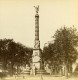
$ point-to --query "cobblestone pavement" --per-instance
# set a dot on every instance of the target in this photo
(40, 78)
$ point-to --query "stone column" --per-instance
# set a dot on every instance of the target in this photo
(36, 59)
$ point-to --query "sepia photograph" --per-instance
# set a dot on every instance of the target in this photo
(38, 39)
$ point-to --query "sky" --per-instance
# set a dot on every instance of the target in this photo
(17, 19)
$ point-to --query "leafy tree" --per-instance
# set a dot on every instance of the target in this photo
(66, 41)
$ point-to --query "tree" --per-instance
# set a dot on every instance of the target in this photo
(12, 53)
(66, 41)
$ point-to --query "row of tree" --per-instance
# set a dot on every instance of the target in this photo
(13, 54)
(63, 50)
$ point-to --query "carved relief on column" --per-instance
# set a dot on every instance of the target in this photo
(37, 44)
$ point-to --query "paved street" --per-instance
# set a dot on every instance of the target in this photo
(40, 78)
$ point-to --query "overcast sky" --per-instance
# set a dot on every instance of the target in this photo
(17, 19)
--*--
**Exercise details**. Word for word, restate each line above, minus its pictures.

**Completed task**.
$ point-to --query "cobblestone pavement" --per-instance
# set a dot on every instance of the target in this photo
(40, 78)
$ point-to --query "stone column" --per-instance
# set a dot on every instance of the target in this photo
(36, 59)
$ point-to --query "sepia photograph" --per-instance
# set a dot on every instance of the target in this photo
(38, 39)
$ point-to --query "sky" --per-instance
# set a dot on every instance of the target in this photo
(17, 19)
$ point-to --query "leafy tree" --per-instance
# set a dot on every instance of the target in this photo
(66, 41)
$ point-to --query "tree" --per-instance
# set a dot on every instance of the target in this photo
(12, 53)
(66, 41)
$ point-to --query "row of tree" --per-instance
# set a dot on every instance of the target in this photo
(13, 54)
(63, 50)
$ point-to --query "carved relief on column" --per-instance
# set a dot on every instance of the target in this photo
(37, 44)
$ point-to --query "paved street" --per-instance
# set a dot on every instance of the target in this photo
(40, 78)
$ point-to --query "overcast sky" --per-instance
# set a dot on every instance of the target in this photo
(17, 19)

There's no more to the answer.